» **YOUR OBJECTIVE**
Set down each line of the data below exactly as it stands, dropping the pictures.

» **DATASET CONTENT**

━━━

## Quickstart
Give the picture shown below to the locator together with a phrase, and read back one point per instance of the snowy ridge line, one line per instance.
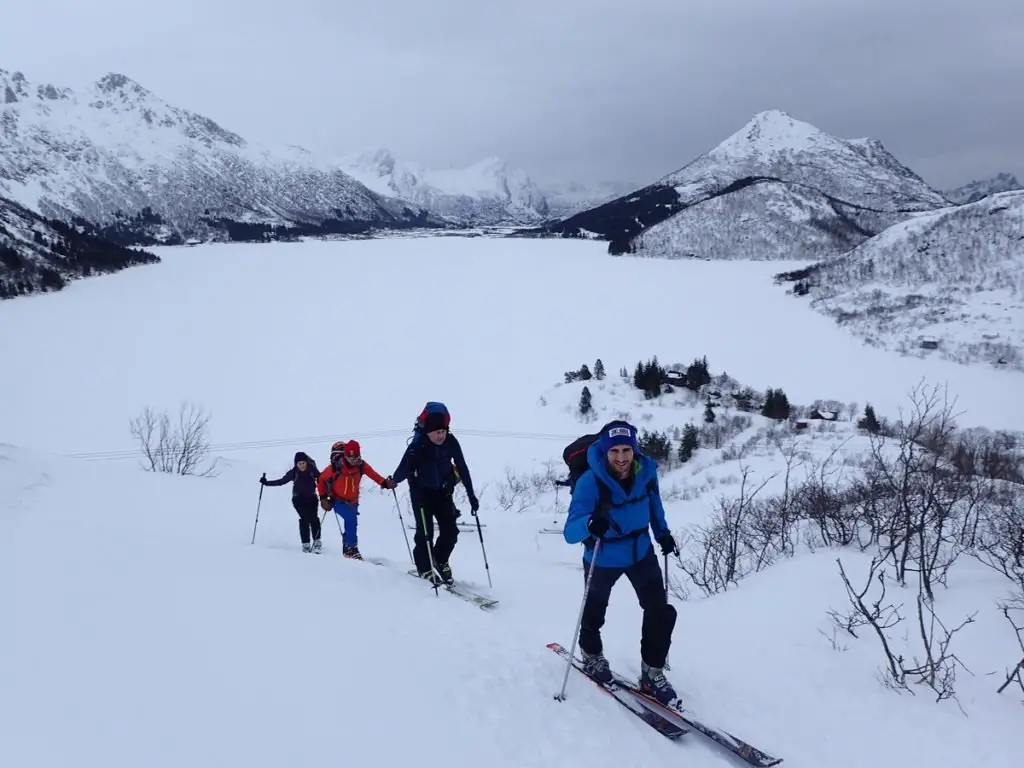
(254, 444)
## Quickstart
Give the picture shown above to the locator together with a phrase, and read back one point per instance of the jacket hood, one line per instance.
(644, 469)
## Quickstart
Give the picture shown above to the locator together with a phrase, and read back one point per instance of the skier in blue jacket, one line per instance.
(617, 501)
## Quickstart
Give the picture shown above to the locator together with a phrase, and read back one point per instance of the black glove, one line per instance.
(598, 526)
(668, 544)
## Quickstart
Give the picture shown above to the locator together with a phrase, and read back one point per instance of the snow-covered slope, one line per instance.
(570, 198)
(486, 193)
(949, 283)
(116, 150)
(39, 254)
(975, 190)
(777, 188)
(145, 625)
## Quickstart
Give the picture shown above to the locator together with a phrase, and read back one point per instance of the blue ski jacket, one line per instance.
(633, 513)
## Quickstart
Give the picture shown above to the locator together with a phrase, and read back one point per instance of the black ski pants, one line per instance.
(429, 506)
(308, 509)
(658, 613)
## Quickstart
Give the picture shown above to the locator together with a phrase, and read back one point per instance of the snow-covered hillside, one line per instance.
(488, 193)
(39, 254)
(949, 283)
(975, 190)
(128, 592)
(570, 198)
(777, 188)
(109, 154)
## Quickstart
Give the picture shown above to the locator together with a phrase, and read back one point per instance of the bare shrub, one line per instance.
(1013, 609)
(180, 448)
(521, 491)
(724, 551)
(927, 501)
(934, 665)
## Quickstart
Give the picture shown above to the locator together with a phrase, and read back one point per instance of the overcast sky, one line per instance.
(581, 89)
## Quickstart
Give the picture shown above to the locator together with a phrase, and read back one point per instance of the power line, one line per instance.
(286, 441)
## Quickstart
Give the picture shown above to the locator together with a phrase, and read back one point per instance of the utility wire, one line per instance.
(286, 441)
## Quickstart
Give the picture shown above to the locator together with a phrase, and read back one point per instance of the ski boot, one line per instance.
(654, 684)
(445, 573)
(432, 578)
(596, 666)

━━━

» **ANSWER TO THIS EXERCISE**
## Quickstart
Give the picture shown below to the locator together with a phrase, and read back one point per instance of the snowy ridge line, one line per instance.
(254, 444)
## Quickstart
Give the picture shown above to the locator together with a phrase, and read back one point per instance of the jacket hood, one line per instance.
(644, 469)
## Quickstart
Give the picture shown above to the locator together with a phrase, and read back one point per instance of the skier in blue jacket, one line per instance.
(617, 501)
## Quickstart
Give the picture shown above to the locator together with a phrase, and read back one point per instance of the black glove, one line per instance.
(598, 526)
(668, 544)
## Quickstart
Give the picture shown above to the locator together with a phrase, and read back one point per instance of the snow-covered slope, one line per instance.
(570, 198)
(486, 193)
(949, 283)
(116, 150)
(39, 254)
(975, 190)
(777, 188)
(145, 625)
## Quickstart
Give the picture shown above to the locator together with a phrase, and read back one point per instance of the blue ski jacket, one line per instance.
(633, 513)
## Quickstart
Give the picture shown above to the locator together with a phrase, and read back one point per instance of the black ski pants, one line per instance.
(429, 506)
(308, 509)
(658, 613)
## Quickstart
Give the picture shown above to the locator together with a phrase, and read back one point per instance of the snow-covered hillside, one line per instance.
(488, 193)
(39, 254)
(949, 283)
(975, 190)
(128, 592)
(570, 198)
(777, 188)
(109, 154)
## Quickstart
Give the picture shown above to the locator together with a phrase, and read back one point per instance of the bare shrub, one line per instance.
(1013, 609)
(180, 448)
(521, 491)
(724, 551)
(927, 501)
(934, 665)
## Quickstart
Give the picture shown above to the locator together with a phrase, and read back one point per instance of the overcast sky, one line per instance.
(581, 89)
## Quickstart
Give the picture shown above to the locator together with a phrase, and read back one point per instance of the power line, one line per instance.
(286, 441)
## Quickstart
Give the picture shown above to the locator together with a phrase, and read back one point per instance of the utility wire, one line per instance.
(286, 441)
## Quickstart
Give the picture shown above to the locator together with a phrase, and read back one point per instance of the ski boot, one line per instance.
(654, 684)
(445, 573)
(432, 578)
(596, 666)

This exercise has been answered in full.